• [Input for this task]:
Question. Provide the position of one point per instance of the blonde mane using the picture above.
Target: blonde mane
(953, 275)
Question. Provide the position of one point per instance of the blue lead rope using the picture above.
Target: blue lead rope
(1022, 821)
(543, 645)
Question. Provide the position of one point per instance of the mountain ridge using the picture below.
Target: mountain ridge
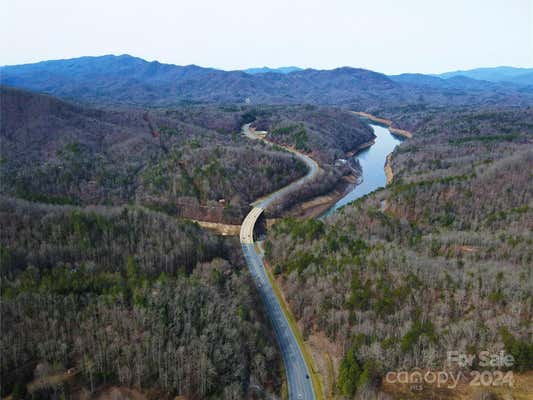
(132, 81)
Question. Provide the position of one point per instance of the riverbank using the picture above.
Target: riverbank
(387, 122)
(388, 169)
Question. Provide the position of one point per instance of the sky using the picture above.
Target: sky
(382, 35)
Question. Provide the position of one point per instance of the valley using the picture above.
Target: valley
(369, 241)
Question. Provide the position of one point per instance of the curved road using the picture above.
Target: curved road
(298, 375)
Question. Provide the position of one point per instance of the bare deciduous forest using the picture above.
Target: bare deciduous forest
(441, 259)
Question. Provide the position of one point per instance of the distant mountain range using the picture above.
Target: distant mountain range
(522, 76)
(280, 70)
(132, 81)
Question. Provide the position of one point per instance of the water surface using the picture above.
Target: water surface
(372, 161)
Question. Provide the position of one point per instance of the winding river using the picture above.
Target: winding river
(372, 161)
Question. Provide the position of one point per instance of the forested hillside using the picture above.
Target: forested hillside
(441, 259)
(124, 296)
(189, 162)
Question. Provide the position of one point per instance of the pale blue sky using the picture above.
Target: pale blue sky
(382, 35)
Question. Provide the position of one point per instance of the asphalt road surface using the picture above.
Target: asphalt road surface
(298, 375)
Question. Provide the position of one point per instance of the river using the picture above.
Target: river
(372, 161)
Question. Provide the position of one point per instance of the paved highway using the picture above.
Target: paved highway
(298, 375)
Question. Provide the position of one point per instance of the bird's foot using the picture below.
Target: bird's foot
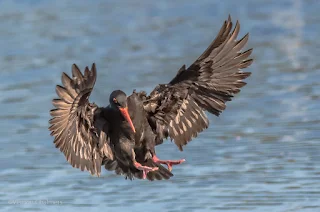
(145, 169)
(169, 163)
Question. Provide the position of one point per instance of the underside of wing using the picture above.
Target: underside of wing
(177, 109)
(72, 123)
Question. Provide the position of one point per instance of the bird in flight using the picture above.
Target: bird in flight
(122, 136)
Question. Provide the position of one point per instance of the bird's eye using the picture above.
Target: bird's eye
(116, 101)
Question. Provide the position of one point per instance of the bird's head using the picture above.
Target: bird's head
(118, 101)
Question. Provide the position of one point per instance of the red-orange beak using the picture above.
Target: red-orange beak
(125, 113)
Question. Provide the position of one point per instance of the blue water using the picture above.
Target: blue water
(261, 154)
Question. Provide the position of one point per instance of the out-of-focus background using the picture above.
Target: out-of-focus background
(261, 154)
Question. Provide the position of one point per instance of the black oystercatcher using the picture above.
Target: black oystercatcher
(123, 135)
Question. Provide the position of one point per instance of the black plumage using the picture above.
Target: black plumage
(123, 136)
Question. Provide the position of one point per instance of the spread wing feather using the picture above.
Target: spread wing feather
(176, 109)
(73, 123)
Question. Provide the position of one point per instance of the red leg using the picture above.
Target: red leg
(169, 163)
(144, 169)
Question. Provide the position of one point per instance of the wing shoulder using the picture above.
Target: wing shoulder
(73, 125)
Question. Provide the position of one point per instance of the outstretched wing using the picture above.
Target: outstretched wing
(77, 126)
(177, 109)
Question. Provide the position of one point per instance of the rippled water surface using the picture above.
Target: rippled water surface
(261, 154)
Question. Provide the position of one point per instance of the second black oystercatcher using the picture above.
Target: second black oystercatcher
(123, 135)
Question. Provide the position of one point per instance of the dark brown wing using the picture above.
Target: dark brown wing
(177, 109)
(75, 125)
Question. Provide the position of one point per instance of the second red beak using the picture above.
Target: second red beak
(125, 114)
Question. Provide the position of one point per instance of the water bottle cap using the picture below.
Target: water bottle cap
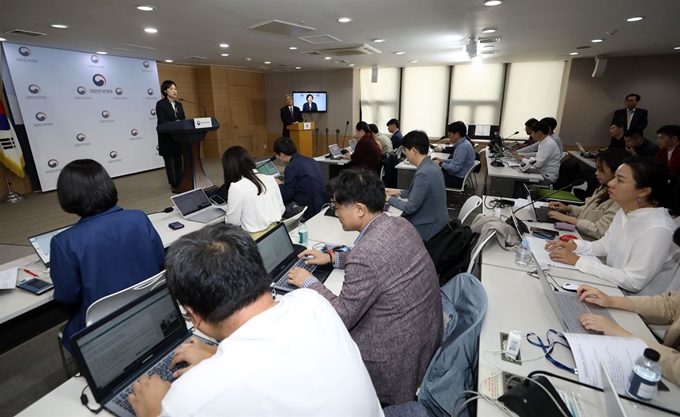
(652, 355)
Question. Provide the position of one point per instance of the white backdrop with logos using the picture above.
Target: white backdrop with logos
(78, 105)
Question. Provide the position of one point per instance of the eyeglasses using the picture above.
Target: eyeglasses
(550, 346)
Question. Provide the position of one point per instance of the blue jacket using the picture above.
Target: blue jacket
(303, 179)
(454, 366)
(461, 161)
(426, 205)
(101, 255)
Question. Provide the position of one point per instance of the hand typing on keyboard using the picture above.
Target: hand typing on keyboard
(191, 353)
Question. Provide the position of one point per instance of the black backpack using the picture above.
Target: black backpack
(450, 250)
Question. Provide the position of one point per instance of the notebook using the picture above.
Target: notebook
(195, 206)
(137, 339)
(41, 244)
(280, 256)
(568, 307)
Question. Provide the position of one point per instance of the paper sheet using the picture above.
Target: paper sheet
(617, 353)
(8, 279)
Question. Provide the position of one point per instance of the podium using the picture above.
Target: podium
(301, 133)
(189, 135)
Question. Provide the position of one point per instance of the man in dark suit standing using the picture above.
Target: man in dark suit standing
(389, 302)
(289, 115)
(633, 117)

• [Problem requirements]: Retype every entry verbatim and exclude the pictures from the copy.

• [Correct response]:
Question. Provide the position of one point per instance of the blonde mane using the picture above.
Target: blonde mane
(953, 275)
Question. Provide the position of one point per instance of the blue lead rope using the picture above.
Target: blue lead rope
(1022, 821)
(543, 645)
Question. Provide the position of one point per instance of the mountain ridge using the picture below.
Target: mountain ridge
(132, 81)
Question. Provide the position of one point per instance of the riverbank using the picture above.
Target: riverbank
(387, 122)
(388, 169)
Question. Provide the position of one point per instance of the sky using the picture above.
Target: sky
(382, 35)
Question. Provide the position of one point per instance of the valley using the picture above.
Target: valley
(369, 241)
Question. Provide the position of one point per instance of the curved road using the picture above.
Target: curved road
(298, 375)
Question. Provide the position of one point per instance of the bare deciduous forest using the picture above.
Target: bare deciduous forest
(441, 259)
Question. Provide the position of one point per instance of the distant mountain range using the picture above.
Target: distant mountain range
(522, 76)
(280, 70)
(132, 81)
Question. Provide the position of one point per instance of the water surface using the picture above.
Target: water surface
(372, 161)
Question. Provide the position of one point per instance of the winding river using the picture above.
Target: winding river
(372, 161)
Question. Provide the position of one point per instance of the forested hillside using the picture above.
Target: forested hillside
(441, 259)
(124, 296)
(189, 162)
Question. Provide the position of one point per instance of the pale blue sky using the picture above.
Target: pale blue sky
(382, 35)
Question. Provide the position of one point per instance of the asphalt road surface using the picture above.
Target: asphalt road surface
(298, 375)
Question. Provide the position of one point per instance of the river using the picture above.
Target: river
(372, 161)
Question. Provide the position of one point per instance of the paved highway using the picture above.
Target: paved highway
(298, 375)
Question. Provide the position of one point per instance of the bird's foot using the picture below.
Target: bird's foot
(145, 169)
(169, 163)
Question. Provide the position of one point per instance of the underside of wing using the picture above.
Target: underside of wing
(177, 109)
(72, 123)
Question. Provide the position of one point per instance of the bird in flight using the picture above.
Target: bird in flight
(122, 136)
Question. Provide the position of one point per instance of the bird's eye using the picture above.
Target: bird's eye
(116, 101)
Question. Provide the position of one point per instance of the bird's head using the picture above.
Target: bird's head
(118, 101)
Question. Provide the position of one point per instance of the red-orange beak using the picture above.
Target: red-orange beak
(125, 113)
Question. Provide the position of one point per instance of the blue water using the picture above.
Target: blue water
(261, 154)
Question. Provide the position of one point per instance of the out-of-focus background using the picture above.
Target: out-of-focus background
(261, 154)
Question. Provide the position of one point per instance of the black oystercatcher using the picture above.
Target: black oystercatcher
(123, 135)
Question. Provide the position of one point per instance of the black plumage using the picture above.
Target: black plumage
(123, 136)
Question. Provide the position of one point per instance of the spread wing feather using the picture above.
Target: spread wing feather
(176, 109)
(73, 123)
Question. Provide the position of one point per instance of the red leg using the picture above.
Target: red leg
(169, 163)
(144, 169)
Question. Provide the position of one point per instance of the wing shoulder using the picture above.
Target: wing shoulder
(73, 125)
Question. Provide the position of one point per instance of the outstretched wing using the picture above.
Target: outstretched wing
(77, 126)
(177, 109)
Question. Provide the position of one point per instance of the rippled water surface using the picture above.
Target: rippled water surface
(261, 154)
Question. Provide the position of one point per instance of the second black oystercatcher using the picture above.
Target: second black oystercatcher
(123, 135)
Question. Provide the position of one point per instance of the dark brown wing using the picture above.
Target: dark brown wing
(177, 109)
(75, 125)
Question. Provide the position of one point per instance of the second red beak using the picture above.
Target: second red beak
(125, 114)
Question. Provide the position of one point per instance of the water bottle cap using the picture below.
Target: water bottle cap
(652, 355)
Question. Provide the position of one point per instance of the white backdrop with logos using the picture above.
Target: white backdrop with logos
(78, 105)
Question. Provide the position of one point per instance of the eyeglasses using the picture above.
Target: eyeglasses
(550, 346)
Question. Provide the position of one point per instance of the blue jacket using the picture above.
Target: blue jacket
(303, 179)
(454, 366)
(461, 161)
(426, 205)
(101, 255)
Question. Provide the position of one point per instance of the hand typing on keyboard using the picture above.
Target: hand typing on keyboard
(191, 353)
Question. Provide the position of one point per instance of the black backpack using the picture above.
Target: black backpack
(450, 250)
Question. Provide the position of one point per instance of the notebook using the picture above.
Target: notebook
(195, 206)
(137, 339)
(41, 244)
(280, 256)
(568, 307)
Question. Provide the position of one point per instance of the paper sheet using the picture above.
Target: paper sheet
(617, 353)
(8, 279)
Question. Provide the position of one point per instance of the podium using the picture above.
Target: podium
(301, 133)
(189, 135)
Question. Provide the position of one point per instance of the man in dark suit standing using the picture above.
Target: man in dark suit standing
(389, 302)
(289, 115)
(633, 117)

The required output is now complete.